_ABOUT THIS TASK_
Retype all of the entries that appear below, keeping them exactly as they are.

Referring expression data
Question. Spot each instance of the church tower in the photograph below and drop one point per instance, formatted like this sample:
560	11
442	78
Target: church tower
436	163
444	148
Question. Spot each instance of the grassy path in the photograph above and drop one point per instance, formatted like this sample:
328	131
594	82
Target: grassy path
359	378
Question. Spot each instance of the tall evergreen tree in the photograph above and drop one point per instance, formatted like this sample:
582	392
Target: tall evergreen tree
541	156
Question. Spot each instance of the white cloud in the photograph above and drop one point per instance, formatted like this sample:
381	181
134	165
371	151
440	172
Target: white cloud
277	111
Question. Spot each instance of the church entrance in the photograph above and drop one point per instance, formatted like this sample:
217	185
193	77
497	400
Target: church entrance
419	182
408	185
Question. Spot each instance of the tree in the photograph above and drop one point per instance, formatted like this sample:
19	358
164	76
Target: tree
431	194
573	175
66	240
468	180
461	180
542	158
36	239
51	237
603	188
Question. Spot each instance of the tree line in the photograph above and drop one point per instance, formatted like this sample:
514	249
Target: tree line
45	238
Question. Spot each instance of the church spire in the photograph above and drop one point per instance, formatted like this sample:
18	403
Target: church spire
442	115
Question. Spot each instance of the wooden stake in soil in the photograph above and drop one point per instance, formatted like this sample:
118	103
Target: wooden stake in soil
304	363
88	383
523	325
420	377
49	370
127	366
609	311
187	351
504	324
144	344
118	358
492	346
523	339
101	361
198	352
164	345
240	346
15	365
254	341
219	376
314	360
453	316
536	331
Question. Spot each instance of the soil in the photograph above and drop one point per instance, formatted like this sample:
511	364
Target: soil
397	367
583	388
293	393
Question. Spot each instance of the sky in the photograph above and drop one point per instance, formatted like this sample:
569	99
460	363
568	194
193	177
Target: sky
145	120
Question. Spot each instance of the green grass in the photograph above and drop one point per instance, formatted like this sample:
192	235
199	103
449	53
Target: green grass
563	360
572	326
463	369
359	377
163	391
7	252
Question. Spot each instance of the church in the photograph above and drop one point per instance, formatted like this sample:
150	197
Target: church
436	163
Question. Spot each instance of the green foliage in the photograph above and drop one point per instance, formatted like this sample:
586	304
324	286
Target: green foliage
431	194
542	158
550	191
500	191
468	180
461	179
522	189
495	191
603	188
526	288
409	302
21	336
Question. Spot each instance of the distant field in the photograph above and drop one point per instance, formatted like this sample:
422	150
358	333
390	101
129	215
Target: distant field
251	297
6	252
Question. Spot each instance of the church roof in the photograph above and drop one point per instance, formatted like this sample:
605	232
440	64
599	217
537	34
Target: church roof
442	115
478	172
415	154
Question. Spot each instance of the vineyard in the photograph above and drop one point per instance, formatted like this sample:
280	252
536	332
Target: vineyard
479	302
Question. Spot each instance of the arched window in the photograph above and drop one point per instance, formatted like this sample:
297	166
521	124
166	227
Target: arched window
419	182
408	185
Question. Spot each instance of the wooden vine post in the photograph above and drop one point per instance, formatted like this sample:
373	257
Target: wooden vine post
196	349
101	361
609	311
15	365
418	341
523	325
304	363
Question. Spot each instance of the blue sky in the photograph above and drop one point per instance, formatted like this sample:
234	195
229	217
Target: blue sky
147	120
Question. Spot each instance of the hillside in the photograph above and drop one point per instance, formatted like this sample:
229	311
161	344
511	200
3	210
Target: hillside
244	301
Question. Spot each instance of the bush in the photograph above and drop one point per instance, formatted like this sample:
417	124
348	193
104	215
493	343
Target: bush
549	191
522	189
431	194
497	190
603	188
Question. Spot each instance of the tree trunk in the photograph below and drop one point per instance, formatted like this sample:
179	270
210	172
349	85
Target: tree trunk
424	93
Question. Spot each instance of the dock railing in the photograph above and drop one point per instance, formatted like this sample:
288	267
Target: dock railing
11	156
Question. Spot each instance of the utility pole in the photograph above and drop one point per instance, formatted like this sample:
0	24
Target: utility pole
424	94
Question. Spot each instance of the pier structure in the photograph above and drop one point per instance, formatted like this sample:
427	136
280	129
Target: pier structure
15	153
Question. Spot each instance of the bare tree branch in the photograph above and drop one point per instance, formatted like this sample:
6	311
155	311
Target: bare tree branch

_SOLUTION TO THE EXERCISE_
Question. Spot each instance of the church tower in the photograph below and drop one point per instance, formatted like this sample:
560	11
442	78
Target: church tower
436	163
444	148
Question. Spot each instance of the grassy path in the photograph above and drop one point per instance, formatted like this sample:
328	131
594	82
Target: grassy path
359	378
Question. Spot each instance of the tall evergreen tree in the photograph above and drop one point per instance, formatted like this sample:
582	392
Target: tall evergreen tree
541	156
Question. Spot each instance of the white cloud in the photograph above and drop one point per instance, formatted like this sample:
381	181
134	165
371	151
440	172
Target: white cloud
277	111
Question. Spot each instance of the church entrance in the photograph above and drop one point per instance, formatted like this sample:
217	185
193	77
497	400
Target: church entrance
419	182
408	185
Question. Spot each instance of the tree in the photograph above and drop one point per instance, formatted like this sample:
19	358
164	76
Target: tree
431	194
573	175
66	240
468	180
461	180
542	158
36	239
51	237
603	188
Question. Spot each instance of the tree line in the photograph above and drop one point per instance, formatted like this sample:
514	249
Target: tree line
45	238
Question. Spot each instance of the church spire in the photograph above and drop one point per instance, formatted like this sample:
18	403
Target: church spire
442	115
Question. Spot each instance of the wooden stake in soil in the photograph above and drop one point per instance, formatted like this sample:
118	103
Target: wooden stake in soil
304	363
88	383
523	325
420	377
49	370
127	366
609	311
187	351
504	324
144	344
118	358
492	346
523	339
101	361
198	352
164	345
240	346
15	365
254	341
219	376
314	360
453	316
536	331
Question. Spot each instance of the soil in the photograph above and drop one point per instance, formatted like this sample:
511	364
Target: soil
397	367
583	388
293	393
Question. Spot each instance of the sky in the photograph above and drop one point per instance, formatted like this sample:
569	99
460	363
568	194
193	177
Target: sky
145	120
Question. Spot each instance of the green grass in the photograph above and drop one point per instance, formatted like this sample:
192	235
199	103
449	53
Target: green grass
563	360
572	326
463	369
359	377
163	391
7	252
Question. Spot each instance of the church in the photograph above and drop one point per instance, formatted like this sample:
150	197
Target: church
436	163
Question. Spot each instance of the green foliage in the photograph above and drop one point per instance, formatted like this sample:
586	304
324	286
Target: green foliage
431	194
542	158
550	191
500	191
468	180
461	179
522	189
495	191
603	188
526	288
409	302
21	336
Question. Spot each instance of the distant field in the photograph above and drop one point per instance, formatted like this sample:
422	150
358	333
390	101
129	215
Target: distant field
251	297
6	252
Question. Spot each instance of the church roof in the photograph above and drop one point per instance, formatted like this sample:
605	232
440	64
599	217
537	34
Target: church roof
442	115
478	172
415	154
Question. Spot each instance of the vineyard in the photograph above and drop one point per instance, formatted like this sample:
280	252
536	332
Target: vineyard
479	302
Question. Spot each instance of the arched window in the photograph above and drop one point per instance, formatted like this sample:
297	166
521	124
166	227
Target: arched window
419	182
408	185
Question. Spot each instance of the wooden vine post in the photograph above and drop one point per instance, formatted like this sample:
373	257
Target: wooden vine post
196	349
101	361
609	311
15	365
418	341
523	325
304	363
Question. Spot each instance of the blue sky in the photograph above and drop one point per instance, formatted like this sample:
234	195
229	217
Target: blue sky
147	120
Question. Spot each instance of the hillside in the photograph above and drop one point per instance, formatted like this sample:
229	311
161	344
511	200
3	210
Target: hillside
244	301
Question. Spot each instance of the bush in the photograph above and drop one point per instance, formatted like this sample:
417	124
348	193
104	215
493	343
Target: bush
549	191
522	189
431	194
497	190
603	188
Question. Spot each instance of the tree trunk in the photograph below and drop one point per instance, formatted like this sample:
179	270
210	172
349	85
Target: tree trunk
424	93
Question. Spot each instance of the dock railing in the photograph above and drop one point per instance, formatted like this sample:
288	267
Target: dock railing
11	156
Question. Spot each instance of the utility pole in the photograph above and drop one point per instance, formatted like this sample:
0	24
Target: utility pole
424	94
Question. Spot each instance of the pier structure in the photograph above and drop one point per instance, formatted like this sample:
427	136
280	129
Target: pier structure
15	153
Question. Spot each instance of the bare tree branch in the photograph above and drop one point per instance, formatted like this sample:
6	311
155	311
Target: bare tree branch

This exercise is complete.